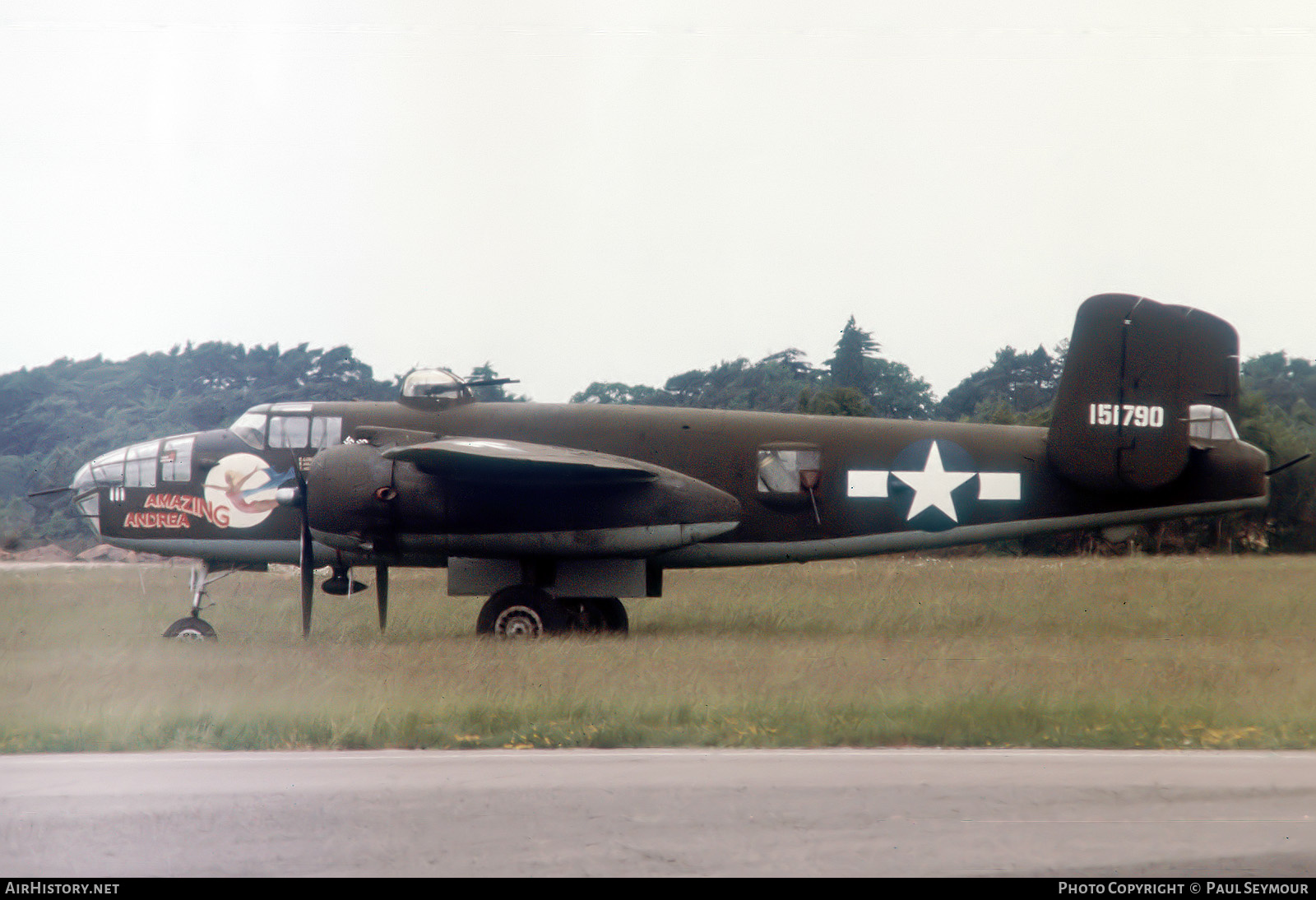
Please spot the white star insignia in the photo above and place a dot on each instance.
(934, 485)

--

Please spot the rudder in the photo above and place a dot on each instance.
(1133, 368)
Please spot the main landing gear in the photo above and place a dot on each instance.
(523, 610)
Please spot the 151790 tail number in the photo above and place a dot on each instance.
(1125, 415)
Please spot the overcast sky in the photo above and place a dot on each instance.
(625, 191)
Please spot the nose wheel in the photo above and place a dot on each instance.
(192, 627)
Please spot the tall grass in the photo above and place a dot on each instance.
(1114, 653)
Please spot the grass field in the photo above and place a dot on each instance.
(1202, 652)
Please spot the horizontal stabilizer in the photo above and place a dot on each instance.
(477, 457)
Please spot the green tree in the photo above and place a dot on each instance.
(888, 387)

--

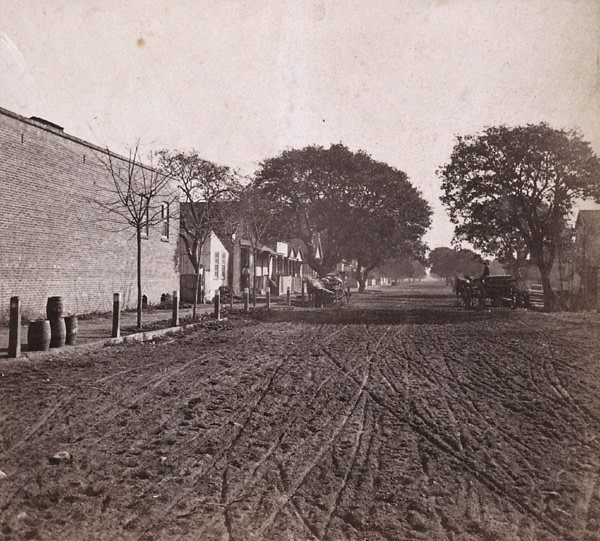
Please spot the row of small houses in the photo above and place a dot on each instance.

> [INSTRUCTIONS FOR THE TASK] Return each line of the rows above that contains the word "grass", copied unchanged.

> [OUTPUT FOR THIS EXERCISE]
Please spot the tall grass in the photo above and place a dot on each instance.
Please spot the grass field in the photo above and place a dot on each instance.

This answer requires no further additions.